Is Television Really the Bane of a Slow-Living Existence?

I hope you’re sitting comfortably. If you are an advocate of slow living, the following statistics will likely cause your legs to wobble.

The average American watches more than five (5) hours of television.
Every. Single. Day.

That’s more than 35 hours per week, which for many adults is a full-time job. It gets worse (or better, depending) after retirement. Those aged 65 and older watch an average of over seven (7) hours of television per day. Wow!

In Canada, we’re only slightly less addicted, watching an average of 30 hours of television per week. Statistically, Canadians have sex more frequently than Americans, which might explain what we’re doing with those other five hours each week. Go Canada! Heh.

The most popular bloggers of the minimalist movement eventually get around to discussing the costs and benefits of watching television. You can read their articles here and here. The arguments for reducing the amount of time one sits in front of the tube come down to costs, as follows:

Financial Cost. There are costs associated with the purchase of a television, the ancillary equipment, such as a DVD player, cable subscriptions, Netflix subscriptions, cable boxes, and extra channels. There are also costs associated with purchases that have been influenced by television advertising. Companies do not pay big bucks for advertising media that does not influence buying. It works, and virtually none of us is immune.

Time Cost. Television steals away our most precious asset. Imagine what you could do with an extra 35 hours per week. It could be put towards building a more meaningful life in some way.

Relationship Cost. Television can rob people of quality time with others; notwithstanding that the time spent watching television is one of the few opportunities that some couples actually snuggle together. And I mean snuggle, not have sex. Couples who have a television in their bedroom only have sex half as often as those without one. Think about what quality time with another person means to you. And ask yourself if sharing the same space with someone while being focussed on a television is the same as sitting facing one another and having a conversation. Which would be more memorable? The stories we share with one another are real and can connect us at a meaningful level. “I felt really connected to my friend while watching Duck Dynasty,” was said by, well, no one. And how many of us have used the television as a babysitter for our children? I know I have. And I’ll never get those hours with my daughter back again. And let’s face it, it always feels like our children grow up too fast. Why let television rob us of our time with them?

Satisfaction Cost. There is a correlation between excessive television viewing and lower life satisfaction, increased anxiety, and higher material aspirations (yup, advertising works).

Creative Cost. Watching television is consumption. And when one is consuming, one is not creating.

Health Cost. There is a direct correlation between excessive television viewing and obesity and unhealthy eating habits. After all, who doesn’t crave a snack while watching television? It’s been ingrained in us from the first time we went to a movie theatre and bought popcorn, pop, and Nibs. (Uh oh, I feel a licorice craving coming on…)

The most common argument by viewers in favour of television is that, in moderation, it can add value to a person’s life. Creative writers and actors can make us laugh, which is healthy. Another argument is that there are educational shows that can help with learning and understanding the world around us.

I agree with both points. It would take a considerable amount of discipline, however, to only be watching television programs that aid in mental wellness, especially considering the average number of hours people spend per day in front of the tube. As far as education is concerned, there isn’t a single educational program in the top 50 most-viewed television shows. Like I said, it would take a lot of discipline to use television solely as an educational tool.

And then there are those who vehemently defend the practice of television viewing. For example, one commentator in the Becoming Minimalist article wrote, “… a full days’ work often leaves us physically, emotionally, socially, and intellectually spent. So a couple of hours watching Better call Saul is our sole indulgence and arguably therapeutic.”

I understand this argument. I lived a lifestyle like that myself for a while. I thought it was my only option to veg out after a stressful day at work. I also thought it was therapeutic. But I found over time that I hated my life – stressful and exhausting job, lethargic leisure time, and decreased life satisfaction.

My response was more radical than most; I got rid of the television completely. I knew with my addictive personality that I had to go cold turkey. And although I didn’t give up my stressful job at the time, switching my television habit for a low-impact exercise habit (i.e. walking) worked wonders. I got my energy back, which provided me with the tool I needed to readjust my attitude toward work.

You see, I was just in a rut at the time. And my television was the chain holding me there.

I got rid of the chain and found freedom again.

(Sorry, I didn’t really answer the question in the title of this post. You’ll have to decide for yourself.)

(Record extracts)
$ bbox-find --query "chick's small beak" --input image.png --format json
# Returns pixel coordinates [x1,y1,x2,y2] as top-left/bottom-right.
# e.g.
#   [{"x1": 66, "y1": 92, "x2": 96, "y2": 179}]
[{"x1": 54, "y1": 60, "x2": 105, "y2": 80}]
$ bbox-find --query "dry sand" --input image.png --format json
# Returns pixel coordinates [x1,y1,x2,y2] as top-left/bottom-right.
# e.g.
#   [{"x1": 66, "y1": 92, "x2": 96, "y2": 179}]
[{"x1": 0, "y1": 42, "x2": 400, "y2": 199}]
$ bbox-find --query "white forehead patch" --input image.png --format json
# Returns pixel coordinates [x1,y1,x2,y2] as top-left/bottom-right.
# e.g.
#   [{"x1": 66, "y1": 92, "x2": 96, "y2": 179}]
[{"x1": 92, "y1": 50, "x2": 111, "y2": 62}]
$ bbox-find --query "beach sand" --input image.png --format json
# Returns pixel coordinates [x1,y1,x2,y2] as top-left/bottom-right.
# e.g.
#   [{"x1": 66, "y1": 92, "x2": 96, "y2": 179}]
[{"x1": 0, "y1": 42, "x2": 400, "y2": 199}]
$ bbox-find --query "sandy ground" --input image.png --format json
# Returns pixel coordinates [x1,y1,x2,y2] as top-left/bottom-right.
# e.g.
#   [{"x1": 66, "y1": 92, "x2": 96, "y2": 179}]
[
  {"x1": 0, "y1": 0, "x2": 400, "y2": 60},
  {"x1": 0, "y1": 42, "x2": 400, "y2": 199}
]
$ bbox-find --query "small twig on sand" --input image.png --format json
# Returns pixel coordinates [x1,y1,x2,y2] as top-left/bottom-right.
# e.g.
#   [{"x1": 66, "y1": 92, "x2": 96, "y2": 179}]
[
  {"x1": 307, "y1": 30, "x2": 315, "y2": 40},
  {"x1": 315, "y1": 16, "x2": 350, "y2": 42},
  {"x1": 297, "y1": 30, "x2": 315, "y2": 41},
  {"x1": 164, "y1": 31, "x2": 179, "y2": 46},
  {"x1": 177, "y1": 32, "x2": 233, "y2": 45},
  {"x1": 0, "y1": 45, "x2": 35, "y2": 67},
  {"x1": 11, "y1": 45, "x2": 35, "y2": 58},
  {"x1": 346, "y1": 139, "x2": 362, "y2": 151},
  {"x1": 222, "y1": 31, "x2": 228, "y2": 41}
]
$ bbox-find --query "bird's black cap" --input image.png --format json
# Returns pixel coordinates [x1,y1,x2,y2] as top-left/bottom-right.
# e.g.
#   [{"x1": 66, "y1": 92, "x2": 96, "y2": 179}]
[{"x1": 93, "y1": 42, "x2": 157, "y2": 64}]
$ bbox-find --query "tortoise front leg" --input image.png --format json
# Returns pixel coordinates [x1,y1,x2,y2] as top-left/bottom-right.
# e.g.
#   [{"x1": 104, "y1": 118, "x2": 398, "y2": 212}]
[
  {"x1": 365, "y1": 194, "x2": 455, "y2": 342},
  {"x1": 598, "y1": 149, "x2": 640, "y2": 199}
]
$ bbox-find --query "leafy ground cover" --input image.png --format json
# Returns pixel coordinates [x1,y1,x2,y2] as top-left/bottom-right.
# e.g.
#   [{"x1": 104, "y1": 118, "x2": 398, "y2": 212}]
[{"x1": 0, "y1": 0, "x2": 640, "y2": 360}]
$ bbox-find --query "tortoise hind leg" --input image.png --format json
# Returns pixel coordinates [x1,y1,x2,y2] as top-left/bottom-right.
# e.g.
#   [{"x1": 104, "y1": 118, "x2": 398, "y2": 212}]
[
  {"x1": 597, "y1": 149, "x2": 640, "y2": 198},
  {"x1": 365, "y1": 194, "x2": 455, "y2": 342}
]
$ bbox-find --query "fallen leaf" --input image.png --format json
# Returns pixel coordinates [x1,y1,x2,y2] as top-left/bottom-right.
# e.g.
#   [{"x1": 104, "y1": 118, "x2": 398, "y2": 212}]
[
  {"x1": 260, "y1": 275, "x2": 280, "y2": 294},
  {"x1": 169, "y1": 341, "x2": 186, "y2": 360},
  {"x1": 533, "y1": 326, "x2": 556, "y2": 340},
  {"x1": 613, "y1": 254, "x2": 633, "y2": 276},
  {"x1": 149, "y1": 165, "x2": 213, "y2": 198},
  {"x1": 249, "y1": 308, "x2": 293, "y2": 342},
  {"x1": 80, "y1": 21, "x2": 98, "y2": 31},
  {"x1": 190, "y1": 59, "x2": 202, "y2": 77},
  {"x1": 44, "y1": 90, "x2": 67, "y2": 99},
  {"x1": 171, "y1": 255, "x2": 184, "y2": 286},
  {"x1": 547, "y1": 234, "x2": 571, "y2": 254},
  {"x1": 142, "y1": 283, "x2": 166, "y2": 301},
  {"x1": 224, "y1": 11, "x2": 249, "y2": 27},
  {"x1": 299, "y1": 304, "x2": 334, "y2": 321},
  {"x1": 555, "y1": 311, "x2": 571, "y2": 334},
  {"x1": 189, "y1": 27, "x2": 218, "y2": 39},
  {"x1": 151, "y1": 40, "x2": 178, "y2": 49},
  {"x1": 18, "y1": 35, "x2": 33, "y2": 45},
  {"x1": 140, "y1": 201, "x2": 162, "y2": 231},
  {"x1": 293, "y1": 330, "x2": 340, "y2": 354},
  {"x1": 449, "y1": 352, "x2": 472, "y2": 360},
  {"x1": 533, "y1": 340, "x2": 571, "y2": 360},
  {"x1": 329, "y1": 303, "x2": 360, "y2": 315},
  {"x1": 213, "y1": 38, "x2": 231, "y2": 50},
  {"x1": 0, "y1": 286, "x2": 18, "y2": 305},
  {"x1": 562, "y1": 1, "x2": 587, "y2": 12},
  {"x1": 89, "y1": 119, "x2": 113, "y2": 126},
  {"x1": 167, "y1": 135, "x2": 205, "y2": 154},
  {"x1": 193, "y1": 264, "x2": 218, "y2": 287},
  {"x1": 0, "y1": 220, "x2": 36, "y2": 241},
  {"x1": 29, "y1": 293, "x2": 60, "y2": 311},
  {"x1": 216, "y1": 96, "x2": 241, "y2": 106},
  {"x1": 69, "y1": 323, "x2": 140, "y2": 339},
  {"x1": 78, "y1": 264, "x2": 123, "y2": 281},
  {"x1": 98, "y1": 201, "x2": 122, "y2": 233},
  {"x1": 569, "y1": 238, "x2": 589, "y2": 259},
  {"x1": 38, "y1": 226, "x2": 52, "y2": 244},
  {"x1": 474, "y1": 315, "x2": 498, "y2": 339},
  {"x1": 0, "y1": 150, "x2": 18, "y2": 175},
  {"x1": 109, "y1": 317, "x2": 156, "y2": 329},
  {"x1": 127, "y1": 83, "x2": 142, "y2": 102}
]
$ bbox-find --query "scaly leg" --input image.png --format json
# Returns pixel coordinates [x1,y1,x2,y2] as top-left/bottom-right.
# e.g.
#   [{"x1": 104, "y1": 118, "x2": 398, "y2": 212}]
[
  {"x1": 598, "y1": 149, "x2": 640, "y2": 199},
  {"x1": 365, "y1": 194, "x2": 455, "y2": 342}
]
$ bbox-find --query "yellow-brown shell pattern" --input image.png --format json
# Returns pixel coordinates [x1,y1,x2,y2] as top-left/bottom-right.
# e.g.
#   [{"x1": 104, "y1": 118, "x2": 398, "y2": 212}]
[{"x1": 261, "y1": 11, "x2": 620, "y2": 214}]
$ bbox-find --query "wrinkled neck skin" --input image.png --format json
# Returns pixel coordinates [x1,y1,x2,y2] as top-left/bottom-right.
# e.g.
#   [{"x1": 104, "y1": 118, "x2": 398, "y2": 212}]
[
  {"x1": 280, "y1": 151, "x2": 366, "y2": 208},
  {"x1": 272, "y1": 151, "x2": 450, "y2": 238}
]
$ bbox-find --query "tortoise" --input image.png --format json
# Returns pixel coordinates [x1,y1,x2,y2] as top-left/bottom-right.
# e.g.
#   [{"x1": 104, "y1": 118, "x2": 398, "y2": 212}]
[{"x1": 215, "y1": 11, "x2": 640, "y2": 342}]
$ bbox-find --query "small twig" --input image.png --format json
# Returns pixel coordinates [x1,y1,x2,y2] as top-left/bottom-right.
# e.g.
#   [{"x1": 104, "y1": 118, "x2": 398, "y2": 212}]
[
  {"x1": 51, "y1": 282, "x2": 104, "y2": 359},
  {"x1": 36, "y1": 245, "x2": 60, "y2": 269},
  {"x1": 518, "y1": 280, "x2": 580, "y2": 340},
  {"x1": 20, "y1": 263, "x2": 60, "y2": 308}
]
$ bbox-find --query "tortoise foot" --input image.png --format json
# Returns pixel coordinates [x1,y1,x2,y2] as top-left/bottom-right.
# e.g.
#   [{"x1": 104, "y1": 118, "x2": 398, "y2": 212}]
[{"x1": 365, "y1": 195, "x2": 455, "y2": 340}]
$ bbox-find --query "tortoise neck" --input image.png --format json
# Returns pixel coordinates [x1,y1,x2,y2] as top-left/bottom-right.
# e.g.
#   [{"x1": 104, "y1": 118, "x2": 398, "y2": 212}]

(What the exercise asks) Rewrite the stretch of the piece on television and slow living from "The most popular" through "us is immune.", putting "TV" in place of "television". Work only from the piece on television and slow living.

(Exercise response)
The most popular bloggers of the minimalist movement eventually get around to discussing the costs and benefits of watching TV. You can read their articles here and here. The arguments for reducing the amount of time one sits in front of the tube come down to costs, as follows:

Financial Cost. There are costs associated with the purchase of a TV, the ancillary equipment, such as a DVD player, cable subscriptions, Netflix subscriptions, cable boxes, and extra channels. There are also costs associated with purchases that have been influenced by TV advertising. Companies do not pay big bucks for advertising media that does not influence buying. It works, and virtually none of us is immune.